#### [What you need to do]
Copy the passage about dieting and weight loss word for word, from "The problem is that" to "published this month.".

[[ Document extract, beginning ]]

This is what we do. It’s a treadmill that never stops but never permanently grants us our wish. Many of us believe we should be able to control our body shape and size, just as we can achieve any other goal in our lives, if we just try hard enough and make the appropriate sacrifices. Commanding our individual destinies is the American way.

As a person whose weight waxes and wanes with the best of them, I know this routine by heart. The solution to the problem is fairly simple, namely reasonable portion sizes, moderate consumption of processed sugar and complex carbs, and 30 to 45 minutes of aerobic exercise four times a week. Anyone who follows those general guidelines faithfully will lose weight gradually and keep it off.

The problem is that many people require the structure of a diet to lose weight. Now that the low-carb fad has faded, the trend seems to be moving toward so-called Mediterranean or wine country diets, which incorporate olive oil, fruits and vegetables into the regimen. One of the most popular, the Sonoma Diet, has been around about a year. A cookbook tailored to its menus was published this month.

[[ Document extract, end ]]
[[ Data provided, beginning ]]

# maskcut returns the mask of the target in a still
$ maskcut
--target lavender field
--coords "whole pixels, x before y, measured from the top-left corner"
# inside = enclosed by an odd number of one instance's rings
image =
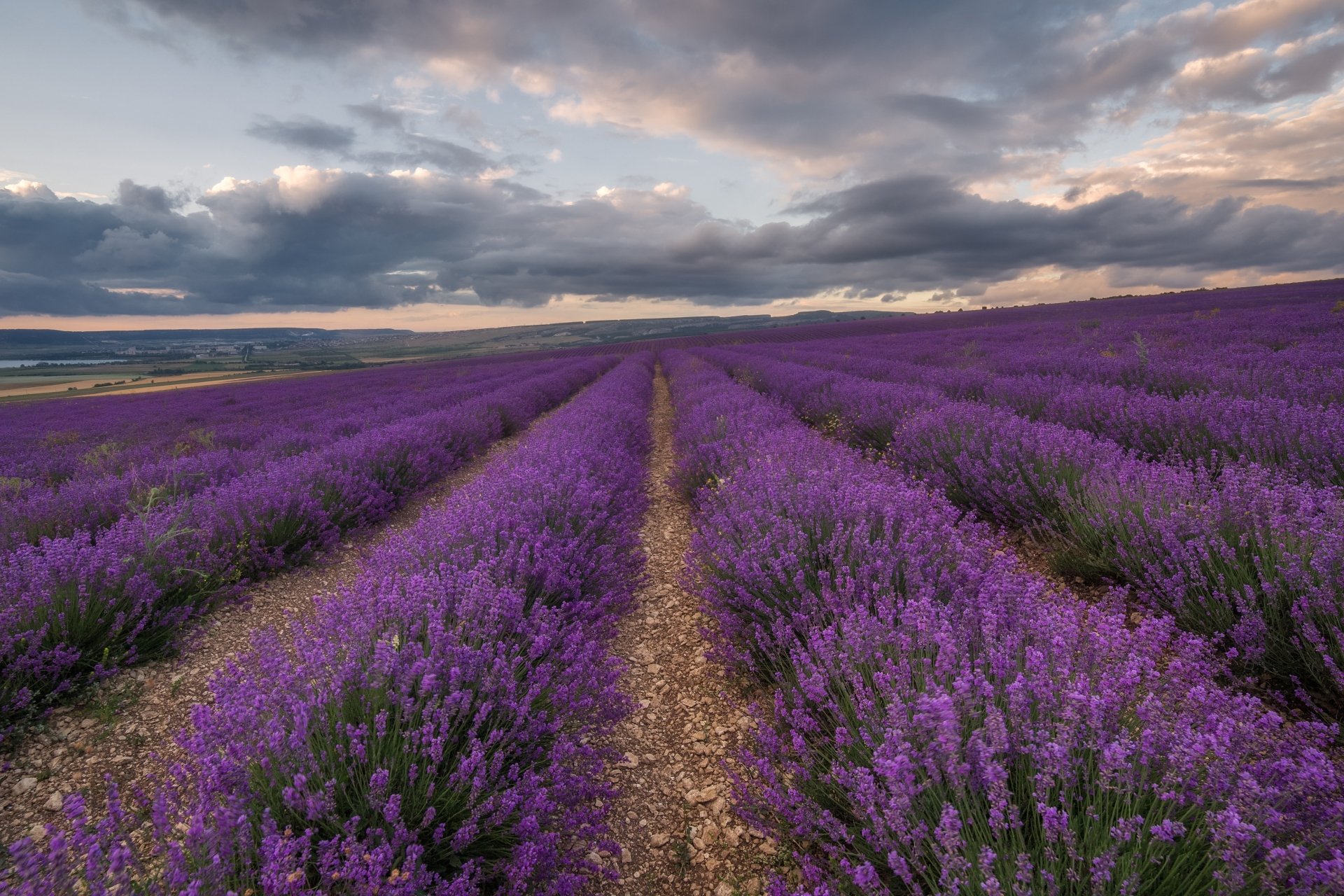
[[[1341,281],[8,404],[0,506],[0,893],[1344,892]]]

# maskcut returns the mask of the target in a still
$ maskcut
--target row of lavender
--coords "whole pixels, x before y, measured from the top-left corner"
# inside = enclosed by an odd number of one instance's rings
[[[1187,309],[887,337],[900,356],[1003,375],[1059,375],[1179,398],[1222,392],[1344,403],[1344,283],[1324,301]],[[1136,309],[1137,310],[1137,309]],[[871,340],[853,340],[871,341]]]
[[[1344,498],[1255,465],[1154,463],[1114,442],[929,386],[702,349],[804,419],[954,504],[1025,529],[1056,568],[1125,582],[1239,669],[1344,695]],[[1302,692],[1305,688],[1306,692]]]
[[[1222,688],[1168,619],[1015,571],[716,367],[664,363],[719,654],[778,688],[738,795],[796,845],[798,892],[1344,887],[1333,731]]]
[[[0,737],[87,681],[161,653],[241,583],[386,517],[612,364],[520,365],[513,384],[276,459],[98,532],[0,555]]]
[[[15,849],[0,893],[574,893],[642,574],[652,377],[624,361],[212,682],[140,813]],[[129,801],[132,803],[137,801]],[[106,889],[103,889],[106,888]],[[118,889],[120,888],[120,889]]]
[[[433,365],[259,390],[185,390],[113,402],[42,402],[8,412],[0,450],[0,545],[109,525],[266,463],[319,450],[516,379],[526,367]]]
[[[997,343],[1003,334],[993,336]],[[1304,368],[1294,368],[1298,388],[1285,388],[1284,396],[1211,390],[1172,396],[1142,384],[1097,382],[1087,375],[1095,352],[1086,347],[1059,351],[1047,364],[1044,359],[1058,351],[1048,333],[1012,336],[1016,339],[1001,343],[997,351],[970,341],[962,332],[949,340],[956,348],[930,349],[907,339],[883,337],[812,343],[781,356],[1008,407],[1032,419],[1095,433],[1148,458],[1208,466],[1241,458],[1274,466],[1310,485],[1344,485],[1344,408],[1316,400],[1310,383],[1302,382],[1309,376]],[[1316,368],[1324,382],[1332,382],[1340,372],[1336,364],[1344,363],[1340,339],[1333,333],[1313,339],[1332,355],[1329,365]],[[966,349],[974,351],[968,356]],[[922,360],[911,361],[911,355]],[[1206,364],[1226,372],[1235,359],[1218,357]],[[1015,372],[1023,367],[1047,369]]]

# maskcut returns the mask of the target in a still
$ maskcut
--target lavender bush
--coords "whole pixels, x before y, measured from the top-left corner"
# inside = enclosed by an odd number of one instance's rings
[[[345,531],[532,419],[610,360],[538,371],[320,451],[266,465],[151,506],[97,533],[81,531],[0,555],[0,736],[91,678],[167,649],[183,623],[238,584],[300,563]],[[527,368],[524,368],[527,369]]]
[[[1016,572],[943,500],[726,395],[712,368],[669,368],[692,453],[750,433],[702,455],[718,466],[695,575],[722,656],[780,685],[739,797],[798,844],[806,892],[1344,881],[1332,729],[1228,692],[1168,619],[1130,627],[1114,600]],[[728,400],[723,433],[710,419]]]
[[[73,841],[20,844],[0,892],[578,892],[612,795],[591,740],[625,712],[607,642],[642,570],[650,399],[649,360],[625,361],[292,646],[261,635],[172,780]]]

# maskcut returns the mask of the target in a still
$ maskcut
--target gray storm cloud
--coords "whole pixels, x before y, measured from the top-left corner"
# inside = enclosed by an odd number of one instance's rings
[[[226,181],[190,214],[146,196],[157,193],[137,184],[116,204],[0,191],[0,312],[390,308],[453,293],[521,306],[564,293],[732,305],[823,290],[876,298],[1043,265],[1344,271],[1335,212],[1136,192],[1060,210],[931,176],[836,191],[792,210],[805,223],[758,227],[677,191],[564,203],[423,169],[280,169]]]

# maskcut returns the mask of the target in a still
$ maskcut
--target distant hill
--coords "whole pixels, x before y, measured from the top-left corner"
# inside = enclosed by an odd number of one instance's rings
[[[610,321],[530,324],[474,330],[417,333],[405,329],[321,329],[316,326],[257,326],[238,329],[99,330],[0,329],[4,359],[97,359],[165,356],[185,360],[234,352],[251,365],[319,368],[430,357],[462,357],[530,349],[610,345],[669,336],[702,336],[735,330],[797,326],[829,321],[896,317],[910,312],[800,312],[769,314],[706,314]]]
[[[341,329],[328,330],[316,326],[254,326],[246,329],[144,329],[144,330],[91,330],[75,333],[59,329],[0,329],[0,351],[3,349],[63,349],[116,351],[130,347],[176,347],[267,341],[345,341],[352,339],[374,339],[406,334],[401,329]]]

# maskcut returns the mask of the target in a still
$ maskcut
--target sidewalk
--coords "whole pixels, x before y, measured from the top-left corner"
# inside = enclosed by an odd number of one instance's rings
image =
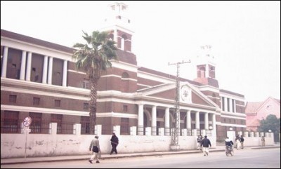
[[[274,146],[266,147],[247,147],[244,149],[270,149],[280,148],[280,144]],[[214,151],[224,151],[224,146],[216,146],[216,148],[211,148],[210,152]],[[129,153],[129,154],[118,154],[110,155],[109,154],[102,154],[100,159],[119,158],[125,157],[136,157],[136,156],[162,156],[167,154],[191,154],[191,153],[202,153],[199,150],[184,150],[177,151],[159,151],[159,152],[142,152],[142,153]],[[51,162],[51,161],[74,161],[74,160],[89,160],[91,155],[75,155],[75,156],[47,156],[47,157],[27,157],[27,158],[4,158],[1,159],[1,165],[3,164],[15,164],[15,163],[26,163],[35,162]]]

[[ Data provided, end ]]

#### [Task solution]
The problem is that many people require the structure of a diet to lose weight. Now that the low-carb fad has faded, the trend seems to be moving toward so-called Mediterranean or wine country diets, which incorporate olive oil, fruits and vegetables into the regimen. One of the most popular, the Sonoma Diet, has been around about a year. A cookbook tailored to its menus was published this month.